WHAT THE TASK ASKS:
After locating the line with "For the dataset, tag each instance of the tree" in the entries below, output it and each following line up to and including the line with "Query: reflective stripe on vest", exactly and without pictures.

[Opening DATA PROVIDED section]

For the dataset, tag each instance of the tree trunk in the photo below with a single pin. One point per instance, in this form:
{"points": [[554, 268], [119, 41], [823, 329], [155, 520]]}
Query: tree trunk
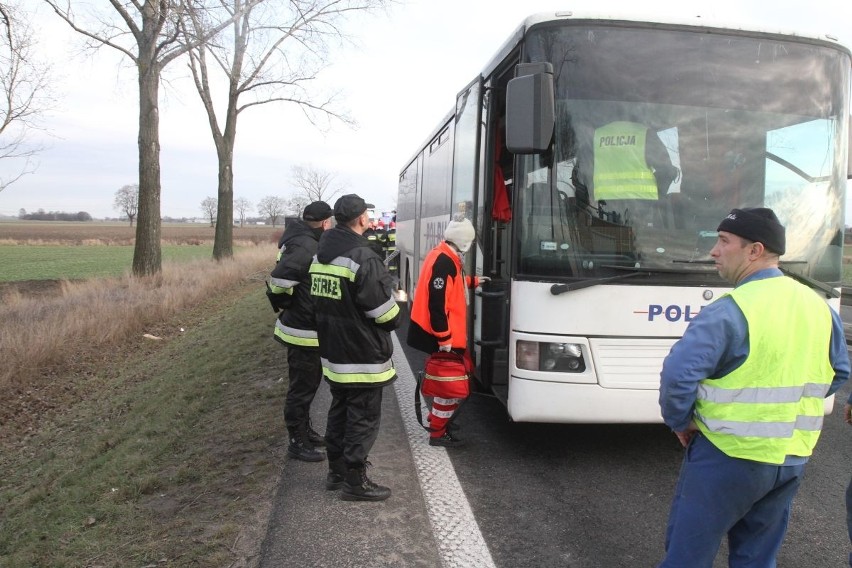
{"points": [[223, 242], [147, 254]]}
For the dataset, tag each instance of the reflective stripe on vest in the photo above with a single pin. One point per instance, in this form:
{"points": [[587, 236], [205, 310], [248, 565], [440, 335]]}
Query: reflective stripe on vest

[Closing DATA PROVIDED section]
[Opening DATA PROVIDED section]

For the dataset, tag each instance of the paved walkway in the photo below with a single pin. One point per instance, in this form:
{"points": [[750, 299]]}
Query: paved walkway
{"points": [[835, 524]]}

[Closing DATA PROVIDED section]

ANSWER SECTION:
For the dataset, tag each instance of the tree trunk in the photo below with a single pin. One point per instance, in this form:
{"points": [[554, 268], [119, 41], [823, 329], [155, 520]]}
Query: tree trunk
{"points": [[223, 242], [147, 254]]}
For the dataset, tag each instance of the reflective stripe on vest in the photo above with a single pin. One point per instance, in this form:
{"points": [[587, 236], [205, 310], [248, 565], [440, 335]]}
Query: reflective stripe on vest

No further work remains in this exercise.